Records provided:

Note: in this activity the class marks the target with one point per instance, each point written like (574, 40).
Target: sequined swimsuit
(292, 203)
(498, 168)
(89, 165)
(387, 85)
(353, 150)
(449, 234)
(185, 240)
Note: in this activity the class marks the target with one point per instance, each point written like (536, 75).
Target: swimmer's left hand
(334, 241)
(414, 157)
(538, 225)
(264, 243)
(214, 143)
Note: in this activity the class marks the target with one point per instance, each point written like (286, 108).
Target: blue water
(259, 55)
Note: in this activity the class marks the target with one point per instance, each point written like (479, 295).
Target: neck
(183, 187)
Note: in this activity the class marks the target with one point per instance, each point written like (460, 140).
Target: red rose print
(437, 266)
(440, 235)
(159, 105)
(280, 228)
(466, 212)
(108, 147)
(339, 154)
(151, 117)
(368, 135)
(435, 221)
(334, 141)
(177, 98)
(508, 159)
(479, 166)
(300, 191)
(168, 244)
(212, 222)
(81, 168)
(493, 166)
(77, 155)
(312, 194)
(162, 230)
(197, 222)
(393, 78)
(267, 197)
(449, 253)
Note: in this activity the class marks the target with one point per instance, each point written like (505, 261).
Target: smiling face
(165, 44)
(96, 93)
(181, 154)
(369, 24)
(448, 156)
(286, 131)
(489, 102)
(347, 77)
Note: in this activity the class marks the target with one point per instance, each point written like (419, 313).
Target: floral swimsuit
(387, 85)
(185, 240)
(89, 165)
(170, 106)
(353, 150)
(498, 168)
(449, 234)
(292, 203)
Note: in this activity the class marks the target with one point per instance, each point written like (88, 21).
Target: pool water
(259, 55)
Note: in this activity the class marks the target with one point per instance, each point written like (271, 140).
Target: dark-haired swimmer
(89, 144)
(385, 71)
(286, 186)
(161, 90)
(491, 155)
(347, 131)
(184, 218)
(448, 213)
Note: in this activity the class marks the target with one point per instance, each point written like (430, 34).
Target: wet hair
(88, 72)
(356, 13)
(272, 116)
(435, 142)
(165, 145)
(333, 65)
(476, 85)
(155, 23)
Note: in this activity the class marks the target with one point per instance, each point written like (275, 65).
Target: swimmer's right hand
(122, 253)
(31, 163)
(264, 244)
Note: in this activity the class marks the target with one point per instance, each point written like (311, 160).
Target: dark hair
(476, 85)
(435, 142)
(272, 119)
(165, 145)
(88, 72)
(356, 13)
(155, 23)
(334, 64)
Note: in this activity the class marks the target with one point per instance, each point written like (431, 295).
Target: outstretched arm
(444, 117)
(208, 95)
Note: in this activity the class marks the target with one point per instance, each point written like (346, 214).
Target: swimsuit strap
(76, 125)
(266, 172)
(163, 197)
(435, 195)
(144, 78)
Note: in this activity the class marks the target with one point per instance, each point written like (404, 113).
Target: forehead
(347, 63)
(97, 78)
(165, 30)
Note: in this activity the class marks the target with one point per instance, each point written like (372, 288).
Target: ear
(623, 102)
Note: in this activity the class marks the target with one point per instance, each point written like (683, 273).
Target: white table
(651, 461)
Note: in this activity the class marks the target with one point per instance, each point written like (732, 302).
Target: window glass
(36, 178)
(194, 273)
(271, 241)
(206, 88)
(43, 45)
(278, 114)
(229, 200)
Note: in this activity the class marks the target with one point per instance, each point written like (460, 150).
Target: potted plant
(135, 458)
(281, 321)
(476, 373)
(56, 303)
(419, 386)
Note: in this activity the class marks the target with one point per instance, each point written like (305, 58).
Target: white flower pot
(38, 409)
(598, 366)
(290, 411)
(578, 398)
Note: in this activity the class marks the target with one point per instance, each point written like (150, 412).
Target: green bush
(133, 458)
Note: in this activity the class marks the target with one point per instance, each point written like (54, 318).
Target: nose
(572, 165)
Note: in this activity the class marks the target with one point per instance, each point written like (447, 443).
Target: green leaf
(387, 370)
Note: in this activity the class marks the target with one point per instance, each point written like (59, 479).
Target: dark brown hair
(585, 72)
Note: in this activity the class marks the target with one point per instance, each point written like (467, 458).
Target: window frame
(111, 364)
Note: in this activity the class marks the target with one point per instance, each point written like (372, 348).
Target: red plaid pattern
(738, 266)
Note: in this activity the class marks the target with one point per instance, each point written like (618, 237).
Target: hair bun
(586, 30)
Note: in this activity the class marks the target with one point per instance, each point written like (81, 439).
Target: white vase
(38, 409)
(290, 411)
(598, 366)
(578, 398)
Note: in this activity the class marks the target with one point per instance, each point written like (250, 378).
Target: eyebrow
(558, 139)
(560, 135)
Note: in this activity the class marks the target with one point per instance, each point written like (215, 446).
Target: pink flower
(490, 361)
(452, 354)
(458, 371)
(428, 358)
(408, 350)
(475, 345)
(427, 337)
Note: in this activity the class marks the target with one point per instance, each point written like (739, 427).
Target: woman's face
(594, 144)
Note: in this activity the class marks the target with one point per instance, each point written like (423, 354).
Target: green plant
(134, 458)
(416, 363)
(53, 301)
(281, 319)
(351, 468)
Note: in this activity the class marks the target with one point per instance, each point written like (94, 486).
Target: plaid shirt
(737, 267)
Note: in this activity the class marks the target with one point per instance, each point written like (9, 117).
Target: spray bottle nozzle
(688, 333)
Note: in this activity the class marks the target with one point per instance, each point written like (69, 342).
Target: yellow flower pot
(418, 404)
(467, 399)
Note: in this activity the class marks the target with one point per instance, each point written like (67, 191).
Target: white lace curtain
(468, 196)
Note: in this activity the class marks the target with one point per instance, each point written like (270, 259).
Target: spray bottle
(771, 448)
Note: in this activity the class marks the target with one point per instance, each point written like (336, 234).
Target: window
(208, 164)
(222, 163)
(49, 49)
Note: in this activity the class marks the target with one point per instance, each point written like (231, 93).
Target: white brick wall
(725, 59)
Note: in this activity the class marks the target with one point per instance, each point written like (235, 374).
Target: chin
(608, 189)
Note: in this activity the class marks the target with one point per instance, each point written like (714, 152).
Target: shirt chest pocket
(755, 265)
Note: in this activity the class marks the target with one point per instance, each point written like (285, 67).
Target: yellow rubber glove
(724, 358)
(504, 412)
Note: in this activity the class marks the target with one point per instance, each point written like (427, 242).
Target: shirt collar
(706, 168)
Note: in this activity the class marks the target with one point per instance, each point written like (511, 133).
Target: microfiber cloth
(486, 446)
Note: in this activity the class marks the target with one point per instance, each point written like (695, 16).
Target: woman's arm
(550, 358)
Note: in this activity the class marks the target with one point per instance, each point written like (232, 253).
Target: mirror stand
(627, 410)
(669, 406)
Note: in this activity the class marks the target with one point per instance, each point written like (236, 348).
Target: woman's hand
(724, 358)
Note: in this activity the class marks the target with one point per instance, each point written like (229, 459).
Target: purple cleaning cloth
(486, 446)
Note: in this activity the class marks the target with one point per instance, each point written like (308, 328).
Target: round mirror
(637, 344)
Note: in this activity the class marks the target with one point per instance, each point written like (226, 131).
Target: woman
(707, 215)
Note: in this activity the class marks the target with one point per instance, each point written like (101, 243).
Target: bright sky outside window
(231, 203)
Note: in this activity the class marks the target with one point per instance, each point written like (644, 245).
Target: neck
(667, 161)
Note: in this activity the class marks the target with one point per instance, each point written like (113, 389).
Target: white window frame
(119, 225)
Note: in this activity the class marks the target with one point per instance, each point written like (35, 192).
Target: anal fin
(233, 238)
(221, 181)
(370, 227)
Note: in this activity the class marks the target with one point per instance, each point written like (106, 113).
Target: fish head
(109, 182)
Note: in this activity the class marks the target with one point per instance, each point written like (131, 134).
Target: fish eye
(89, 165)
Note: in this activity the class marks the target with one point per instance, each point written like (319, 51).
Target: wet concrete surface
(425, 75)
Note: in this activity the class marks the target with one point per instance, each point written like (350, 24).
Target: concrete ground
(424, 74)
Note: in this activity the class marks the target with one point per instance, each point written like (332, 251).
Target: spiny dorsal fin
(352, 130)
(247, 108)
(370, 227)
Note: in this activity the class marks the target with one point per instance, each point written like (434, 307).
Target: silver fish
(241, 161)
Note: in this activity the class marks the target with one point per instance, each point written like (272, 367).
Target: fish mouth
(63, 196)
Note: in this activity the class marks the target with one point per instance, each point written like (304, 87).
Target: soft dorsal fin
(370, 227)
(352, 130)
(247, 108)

Required task: Restate word for word the lines from the one holding "like (229, 459)." to the end of the listing, both ends included, and nothing more.

Result:
Note: in this activity the class marks the target with one point per instance, each point written like (229, 459).
Target: purple cleaning cloth
(486, 446)
Note: in this activity the class marks the target with one point per instance, each point written like (308, 328).
Target: round mirror
(637, 344)
Note: in this activity the class marks the target with one point per instance, each point written like (226, 131).
Target: woman
(707, 215)
Note: in this activity the class marks the target with one point per instance, each point written like (101, 243).
Target: bright sky outside window
(231, 203)
Note: in this activity the class marks the target with one point per instance, each point written like (644, 245).
Target: neck
(667, 161)
Note: in this activity the class marks the target with one point per instance, each point written like (113, 389).
Target: white window frame
(119, 225)
Note: in this activity the class marks the target with one point per instance, each point written like (35, 192).
Target: anal fin
(233, 238)
(221, 181)
(370, 227)
Note: in this activity the class marks the target with one point per instance, each point written like (106, 113).
Target: fish head
(109, 182)
Note: in this activity the class marks the target with one point per instance, each point written like (131, 134).
Target: fish eye
(89, 165)
Note: in this activity the class marks the target with one point per instance, each point written like (319, 51).
Target: wet concrete surface
(425, 75)
Note: in this activity the class marks the target with one point per instance, each point written like (350, 24).
Target: concrete ground
(424, 74)
Note: in this activity the class marks the target with one point per instance, each point written like (332, 251).
Target: spiny dorsal fin
(352, 130)
(247, 108)
(370, 227)
Note: in this activity the class marks the target with one point per instance, each point written like (434, 307).
Target: silver fish
(241, 161)
Note: in this activity the class marks the target with one point per instance, each point written like (272, 367).
Target: fish mouth
(63, 196)
Note: in this activity the class marks the target with one point per instance, each point written like (304, 87).
Target: soft dorsal fin
(370, 227)
(352, 130)
(247, 108)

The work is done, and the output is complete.